» Action item
Among the records, how many lines contain "gold"? Only the number is needed.

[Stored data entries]

-- Opening Marker --

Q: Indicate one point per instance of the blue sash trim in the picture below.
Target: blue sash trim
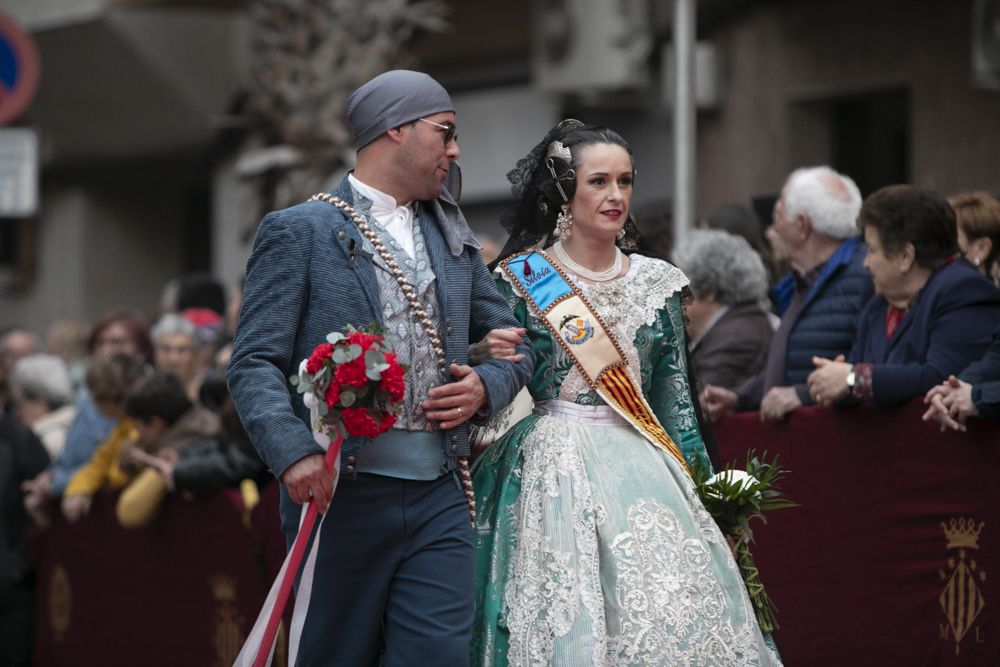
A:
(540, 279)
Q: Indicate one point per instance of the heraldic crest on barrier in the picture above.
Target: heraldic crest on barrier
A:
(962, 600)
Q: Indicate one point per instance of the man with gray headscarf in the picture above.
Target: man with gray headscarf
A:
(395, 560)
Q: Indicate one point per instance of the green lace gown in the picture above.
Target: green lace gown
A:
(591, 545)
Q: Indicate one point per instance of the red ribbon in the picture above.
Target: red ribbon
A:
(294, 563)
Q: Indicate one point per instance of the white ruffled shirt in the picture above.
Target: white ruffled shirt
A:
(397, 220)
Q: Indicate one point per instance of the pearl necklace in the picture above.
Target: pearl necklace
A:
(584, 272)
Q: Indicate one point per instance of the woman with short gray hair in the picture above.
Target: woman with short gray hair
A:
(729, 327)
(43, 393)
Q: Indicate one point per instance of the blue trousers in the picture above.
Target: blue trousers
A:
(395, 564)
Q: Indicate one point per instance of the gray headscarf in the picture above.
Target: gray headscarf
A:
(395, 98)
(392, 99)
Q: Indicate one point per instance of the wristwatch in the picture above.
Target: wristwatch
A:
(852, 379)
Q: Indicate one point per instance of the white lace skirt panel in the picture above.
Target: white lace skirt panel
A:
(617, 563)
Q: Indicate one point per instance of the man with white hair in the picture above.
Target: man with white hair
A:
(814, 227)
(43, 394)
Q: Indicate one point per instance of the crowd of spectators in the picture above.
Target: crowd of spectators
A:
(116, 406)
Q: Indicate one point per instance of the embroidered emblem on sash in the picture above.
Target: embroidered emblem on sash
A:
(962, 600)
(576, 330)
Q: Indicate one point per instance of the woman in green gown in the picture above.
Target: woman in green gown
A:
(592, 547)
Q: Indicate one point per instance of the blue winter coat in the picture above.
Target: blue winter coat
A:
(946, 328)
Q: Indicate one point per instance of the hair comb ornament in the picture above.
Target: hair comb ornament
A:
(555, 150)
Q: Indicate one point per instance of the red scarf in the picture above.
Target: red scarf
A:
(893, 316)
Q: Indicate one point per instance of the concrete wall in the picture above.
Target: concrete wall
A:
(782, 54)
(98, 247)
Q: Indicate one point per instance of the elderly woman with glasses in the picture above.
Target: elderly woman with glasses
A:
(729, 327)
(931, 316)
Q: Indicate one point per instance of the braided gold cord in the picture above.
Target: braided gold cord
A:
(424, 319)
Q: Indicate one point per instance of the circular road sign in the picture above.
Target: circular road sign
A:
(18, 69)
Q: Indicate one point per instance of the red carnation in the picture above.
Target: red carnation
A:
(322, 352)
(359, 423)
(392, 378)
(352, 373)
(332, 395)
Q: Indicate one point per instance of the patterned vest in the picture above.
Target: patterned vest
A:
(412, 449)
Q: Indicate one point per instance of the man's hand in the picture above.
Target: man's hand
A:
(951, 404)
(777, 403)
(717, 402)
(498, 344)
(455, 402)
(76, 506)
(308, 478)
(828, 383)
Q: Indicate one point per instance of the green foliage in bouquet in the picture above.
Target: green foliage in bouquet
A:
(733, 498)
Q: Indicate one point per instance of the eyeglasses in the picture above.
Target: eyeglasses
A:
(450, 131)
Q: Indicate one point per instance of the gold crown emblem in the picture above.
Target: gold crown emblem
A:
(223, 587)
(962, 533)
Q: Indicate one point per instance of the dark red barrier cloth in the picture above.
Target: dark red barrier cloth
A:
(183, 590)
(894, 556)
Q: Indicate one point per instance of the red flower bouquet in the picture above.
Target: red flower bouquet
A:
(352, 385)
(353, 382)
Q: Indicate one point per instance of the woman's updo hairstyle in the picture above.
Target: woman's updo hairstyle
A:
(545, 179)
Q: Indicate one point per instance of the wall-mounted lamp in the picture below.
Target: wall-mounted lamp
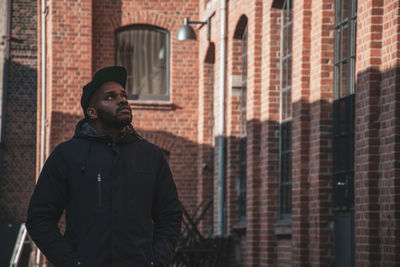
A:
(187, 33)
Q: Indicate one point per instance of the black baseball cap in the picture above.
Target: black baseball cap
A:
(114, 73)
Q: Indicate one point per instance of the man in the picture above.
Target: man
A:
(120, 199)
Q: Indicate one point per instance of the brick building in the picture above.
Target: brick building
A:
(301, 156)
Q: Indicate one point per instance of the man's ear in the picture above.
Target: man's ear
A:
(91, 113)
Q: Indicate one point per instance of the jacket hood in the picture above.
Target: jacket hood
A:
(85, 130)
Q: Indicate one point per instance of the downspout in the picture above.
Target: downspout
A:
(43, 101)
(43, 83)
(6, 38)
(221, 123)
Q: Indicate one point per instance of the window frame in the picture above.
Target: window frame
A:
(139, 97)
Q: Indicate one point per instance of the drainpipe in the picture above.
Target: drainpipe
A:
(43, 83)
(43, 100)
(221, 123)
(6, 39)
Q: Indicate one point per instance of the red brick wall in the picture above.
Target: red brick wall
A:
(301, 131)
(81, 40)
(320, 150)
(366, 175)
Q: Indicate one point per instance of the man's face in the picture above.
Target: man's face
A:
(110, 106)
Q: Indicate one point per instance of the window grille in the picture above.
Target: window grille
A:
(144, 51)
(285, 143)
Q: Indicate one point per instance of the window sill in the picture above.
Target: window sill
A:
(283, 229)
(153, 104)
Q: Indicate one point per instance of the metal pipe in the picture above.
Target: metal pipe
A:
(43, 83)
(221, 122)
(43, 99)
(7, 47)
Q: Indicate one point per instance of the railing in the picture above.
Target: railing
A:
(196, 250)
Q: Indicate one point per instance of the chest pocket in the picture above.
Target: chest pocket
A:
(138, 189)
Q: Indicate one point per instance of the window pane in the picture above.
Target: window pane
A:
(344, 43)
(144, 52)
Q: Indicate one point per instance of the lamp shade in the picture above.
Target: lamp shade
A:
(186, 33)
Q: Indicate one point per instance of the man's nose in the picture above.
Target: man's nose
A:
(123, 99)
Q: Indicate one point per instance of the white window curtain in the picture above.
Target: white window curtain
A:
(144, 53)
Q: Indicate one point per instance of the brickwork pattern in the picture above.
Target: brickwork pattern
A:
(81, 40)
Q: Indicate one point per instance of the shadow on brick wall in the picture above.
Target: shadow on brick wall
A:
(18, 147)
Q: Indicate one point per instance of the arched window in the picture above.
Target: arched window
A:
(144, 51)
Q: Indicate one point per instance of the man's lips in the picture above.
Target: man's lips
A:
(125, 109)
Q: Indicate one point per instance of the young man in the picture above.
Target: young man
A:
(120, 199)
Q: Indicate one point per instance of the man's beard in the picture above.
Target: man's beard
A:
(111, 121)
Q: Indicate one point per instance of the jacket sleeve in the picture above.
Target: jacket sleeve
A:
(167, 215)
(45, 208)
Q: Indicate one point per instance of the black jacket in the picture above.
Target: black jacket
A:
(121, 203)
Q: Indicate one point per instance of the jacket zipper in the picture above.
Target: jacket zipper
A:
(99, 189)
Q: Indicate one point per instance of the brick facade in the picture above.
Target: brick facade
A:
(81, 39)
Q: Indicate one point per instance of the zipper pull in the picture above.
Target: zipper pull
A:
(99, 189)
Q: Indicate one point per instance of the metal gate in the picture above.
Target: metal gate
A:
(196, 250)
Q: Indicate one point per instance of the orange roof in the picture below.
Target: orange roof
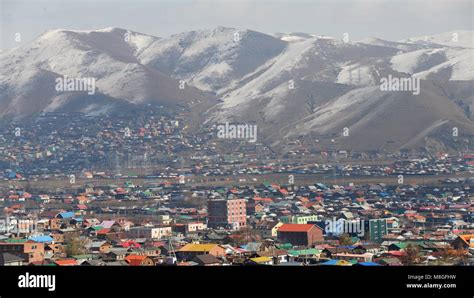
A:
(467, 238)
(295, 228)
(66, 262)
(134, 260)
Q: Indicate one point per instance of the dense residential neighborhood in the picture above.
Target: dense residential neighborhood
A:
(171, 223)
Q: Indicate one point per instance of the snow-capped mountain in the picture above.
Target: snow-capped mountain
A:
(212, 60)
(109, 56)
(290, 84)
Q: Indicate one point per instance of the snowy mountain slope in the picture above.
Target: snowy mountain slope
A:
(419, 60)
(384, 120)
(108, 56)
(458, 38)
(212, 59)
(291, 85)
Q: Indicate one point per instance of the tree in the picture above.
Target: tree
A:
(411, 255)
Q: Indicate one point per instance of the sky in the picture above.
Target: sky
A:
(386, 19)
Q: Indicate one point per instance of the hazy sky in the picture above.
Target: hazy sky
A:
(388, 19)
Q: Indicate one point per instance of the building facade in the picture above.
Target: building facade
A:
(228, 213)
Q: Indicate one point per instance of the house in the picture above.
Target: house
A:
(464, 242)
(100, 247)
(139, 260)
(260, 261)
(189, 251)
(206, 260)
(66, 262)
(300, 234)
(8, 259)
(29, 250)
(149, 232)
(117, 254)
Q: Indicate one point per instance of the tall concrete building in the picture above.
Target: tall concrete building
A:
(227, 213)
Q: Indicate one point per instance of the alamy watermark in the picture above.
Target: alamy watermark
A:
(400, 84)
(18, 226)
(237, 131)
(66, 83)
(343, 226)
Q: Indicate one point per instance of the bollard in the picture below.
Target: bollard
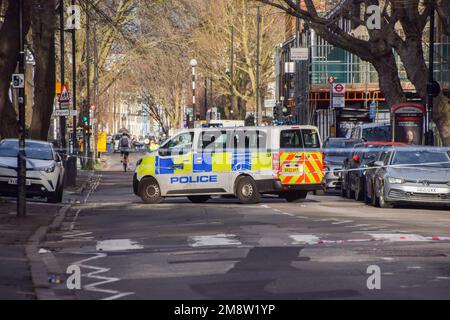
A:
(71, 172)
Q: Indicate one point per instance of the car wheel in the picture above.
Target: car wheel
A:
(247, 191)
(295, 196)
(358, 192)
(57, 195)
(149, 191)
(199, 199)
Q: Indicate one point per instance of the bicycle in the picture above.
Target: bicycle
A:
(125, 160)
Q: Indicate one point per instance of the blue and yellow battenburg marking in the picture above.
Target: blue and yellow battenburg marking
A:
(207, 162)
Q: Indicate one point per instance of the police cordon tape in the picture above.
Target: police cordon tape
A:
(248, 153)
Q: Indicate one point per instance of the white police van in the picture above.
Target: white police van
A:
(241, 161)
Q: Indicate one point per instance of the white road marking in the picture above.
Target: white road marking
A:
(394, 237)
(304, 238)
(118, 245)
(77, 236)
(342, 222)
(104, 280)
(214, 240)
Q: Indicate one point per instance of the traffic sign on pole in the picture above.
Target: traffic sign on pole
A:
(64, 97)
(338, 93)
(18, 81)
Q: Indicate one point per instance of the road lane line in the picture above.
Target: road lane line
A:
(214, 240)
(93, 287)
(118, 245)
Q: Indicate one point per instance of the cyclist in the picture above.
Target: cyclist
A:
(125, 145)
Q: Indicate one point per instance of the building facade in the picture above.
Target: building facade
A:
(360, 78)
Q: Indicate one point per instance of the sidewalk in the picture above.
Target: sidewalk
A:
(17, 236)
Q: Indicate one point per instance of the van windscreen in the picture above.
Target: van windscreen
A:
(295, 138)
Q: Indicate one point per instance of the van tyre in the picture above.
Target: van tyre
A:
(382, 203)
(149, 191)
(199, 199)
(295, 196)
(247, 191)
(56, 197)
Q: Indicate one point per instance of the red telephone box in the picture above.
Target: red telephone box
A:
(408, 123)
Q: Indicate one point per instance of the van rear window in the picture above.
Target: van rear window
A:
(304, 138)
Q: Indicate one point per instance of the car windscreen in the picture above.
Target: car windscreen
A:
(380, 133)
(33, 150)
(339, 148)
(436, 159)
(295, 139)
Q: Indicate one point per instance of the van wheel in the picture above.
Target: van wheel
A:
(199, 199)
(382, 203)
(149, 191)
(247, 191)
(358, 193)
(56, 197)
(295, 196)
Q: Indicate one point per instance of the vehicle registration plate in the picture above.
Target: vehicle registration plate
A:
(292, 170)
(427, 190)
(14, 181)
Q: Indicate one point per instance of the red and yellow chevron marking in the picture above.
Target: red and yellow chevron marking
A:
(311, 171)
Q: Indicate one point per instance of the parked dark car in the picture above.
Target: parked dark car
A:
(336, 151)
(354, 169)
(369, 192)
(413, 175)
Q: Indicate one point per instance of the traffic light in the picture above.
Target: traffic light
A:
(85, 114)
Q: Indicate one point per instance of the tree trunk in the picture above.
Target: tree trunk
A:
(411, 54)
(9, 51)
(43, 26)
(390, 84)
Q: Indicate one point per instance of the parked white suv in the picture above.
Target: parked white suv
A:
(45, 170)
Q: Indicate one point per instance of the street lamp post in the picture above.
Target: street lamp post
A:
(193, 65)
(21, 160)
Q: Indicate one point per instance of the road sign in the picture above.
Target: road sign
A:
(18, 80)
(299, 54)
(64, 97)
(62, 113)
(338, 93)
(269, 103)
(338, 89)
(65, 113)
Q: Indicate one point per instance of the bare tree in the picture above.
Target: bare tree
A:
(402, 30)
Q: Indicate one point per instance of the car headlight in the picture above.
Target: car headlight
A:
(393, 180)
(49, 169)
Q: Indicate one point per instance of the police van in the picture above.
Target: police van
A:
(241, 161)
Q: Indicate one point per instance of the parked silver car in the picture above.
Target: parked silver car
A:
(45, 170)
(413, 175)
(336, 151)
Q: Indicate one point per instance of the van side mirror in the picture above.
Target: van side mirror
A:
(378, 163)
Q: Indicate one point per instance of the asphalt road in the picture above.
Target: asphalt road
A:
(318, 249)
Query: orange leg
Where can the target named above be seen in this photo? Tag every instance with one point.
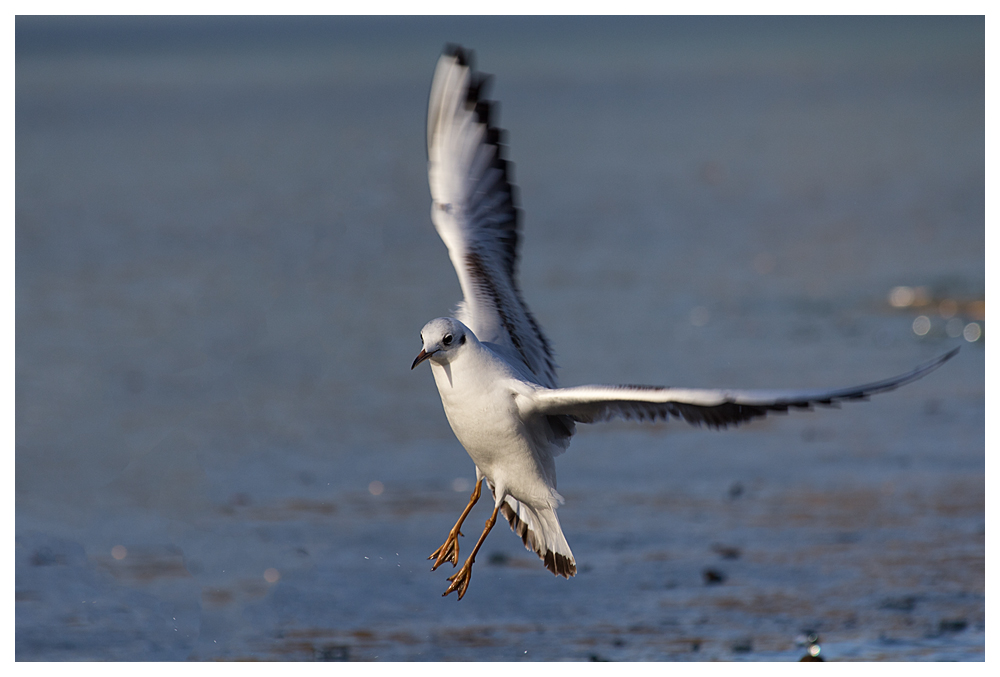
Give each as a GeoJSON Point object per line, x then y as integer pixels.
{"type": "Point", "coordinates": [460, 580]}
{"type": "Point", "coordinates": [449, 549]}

-- Closing Marker --

» Solution to this exercise
4